#### PROBLEM DETAILS:
Each line from the one containing "the green leaf" through the final line of the data below must be repeated exactly.

--

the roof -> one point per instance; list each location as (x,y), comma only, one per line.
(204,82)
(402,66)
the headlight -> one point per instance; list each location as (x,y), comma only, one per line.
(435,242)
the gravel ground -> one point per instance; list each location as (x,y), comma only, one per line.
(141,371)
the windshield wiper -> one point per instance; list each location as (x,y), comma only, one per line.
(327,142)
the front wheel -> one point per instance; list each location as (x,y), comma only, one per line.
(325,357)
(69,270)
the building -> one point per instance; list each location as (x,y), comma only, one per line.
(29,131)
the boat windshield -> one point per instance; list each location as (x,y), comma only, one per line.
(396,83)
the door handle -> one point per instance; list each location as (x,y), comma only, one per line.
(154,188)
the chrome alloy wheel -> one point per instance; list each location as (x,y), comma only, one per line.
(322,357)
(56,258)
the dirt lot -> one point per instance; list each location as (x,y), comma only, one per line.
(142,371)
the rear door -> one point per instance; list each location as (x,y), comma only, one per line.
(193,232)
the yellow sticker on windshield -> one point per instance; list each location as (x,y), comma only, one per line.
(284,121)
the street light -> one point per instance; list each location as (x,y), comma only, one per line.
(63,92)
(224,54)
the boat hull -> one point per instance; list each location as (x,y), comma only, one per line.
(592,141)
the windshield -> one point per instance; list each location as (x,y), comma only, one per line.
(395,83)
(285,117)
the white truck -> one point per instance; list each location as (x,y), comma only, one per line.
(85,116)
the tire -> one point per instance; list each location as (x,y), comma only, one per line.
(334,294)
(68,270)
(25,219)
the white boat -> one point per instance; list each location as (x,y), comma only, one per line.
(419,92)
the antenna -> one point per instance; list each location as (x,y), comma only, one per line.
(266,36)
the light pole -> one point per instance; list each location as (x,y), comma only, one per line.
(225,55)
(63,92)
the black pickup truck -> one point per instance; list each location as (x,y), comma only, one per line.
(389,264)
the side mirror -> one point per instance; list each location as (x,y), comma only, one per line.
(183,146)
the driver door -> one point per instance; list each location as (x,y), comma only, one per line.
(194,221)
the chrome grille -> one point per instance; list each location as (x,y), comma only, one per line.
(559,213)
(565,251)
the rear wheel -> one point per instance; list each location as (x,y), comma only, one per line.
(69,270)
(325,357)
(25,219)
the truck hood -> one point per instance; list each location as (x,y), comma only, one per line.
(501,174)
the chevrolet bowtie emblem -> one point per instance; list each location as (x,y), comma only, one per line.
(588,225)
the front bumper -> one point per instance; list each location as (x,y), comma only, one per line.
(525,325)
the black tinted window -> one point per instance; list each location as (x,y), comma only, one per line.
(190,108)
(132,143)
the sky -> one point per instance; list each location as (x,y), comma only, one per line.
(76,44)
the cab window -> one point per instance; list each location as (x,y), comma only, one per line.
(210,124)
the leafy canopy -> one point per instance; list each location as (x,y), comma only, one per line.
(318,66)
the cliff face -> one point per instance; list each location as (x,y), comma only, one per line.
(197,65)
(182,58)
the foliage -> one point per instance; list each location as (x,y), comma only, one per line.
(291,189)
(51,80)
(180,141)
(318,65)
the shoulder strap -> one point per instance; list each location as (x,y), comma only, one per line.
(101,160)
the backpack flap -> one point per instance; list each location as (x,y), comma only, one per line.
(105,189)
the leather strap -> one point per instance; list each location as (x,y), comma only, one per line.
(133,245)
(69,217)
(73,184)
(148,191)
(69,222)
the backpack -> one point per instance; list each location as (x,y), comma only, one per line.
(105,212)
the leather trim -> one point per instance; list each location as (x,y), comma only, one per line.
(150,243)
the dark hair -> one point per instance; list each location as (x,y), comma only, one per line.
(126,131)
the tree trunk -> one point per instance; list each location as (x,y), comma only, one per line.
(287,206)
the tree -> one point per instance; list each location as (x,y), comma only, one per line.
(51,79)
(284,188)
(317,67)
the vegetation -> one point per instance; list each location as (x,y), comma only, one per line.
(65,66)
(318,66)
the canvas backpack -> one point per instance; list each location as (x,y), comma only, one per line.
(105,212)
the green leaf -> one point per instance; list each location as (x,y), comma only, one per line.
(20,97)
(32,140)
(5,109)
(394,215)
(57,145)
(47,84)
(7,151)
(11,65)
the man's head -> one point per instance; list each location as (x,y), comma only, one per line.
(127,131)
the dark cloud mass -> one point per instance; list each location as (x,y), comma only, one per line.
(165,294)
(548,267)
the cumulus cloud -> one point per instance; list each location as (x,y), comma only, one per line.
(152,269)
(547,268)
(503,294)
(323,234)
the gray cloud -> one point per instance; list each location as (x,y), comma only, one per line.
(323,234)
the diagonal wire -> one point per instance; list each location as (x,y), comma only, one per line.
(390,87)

--

#### EXERCISE OUTPUT:
the green leaf -> one point per instance; list each location as (x,y), comma only, one per line.
(20,97)
(32,140)
(5,109)
(394,215)
(57,145)
(47,84)
(7,151)
(11,65)
the man's head -> one point per instance; list each location as (x,y), comma only, one per line.
(127,131)
the dark cloud mass -> one point per instance; list each location as (x,y), comma only, one per line.
(165,294)
(548,267)
the cumulus cloud -> one point per instance; list each location as (x,y), comma only, one per line.
(152,269)
(547,268)
(503,294)
(323,234)
the gray cloud -> one point per instance; list each location as (x,y), comma only, one per line.
(323,234)
the diagonal wire -> one point per instance; list each location as (x,y), comma only, one per line.
(390,87)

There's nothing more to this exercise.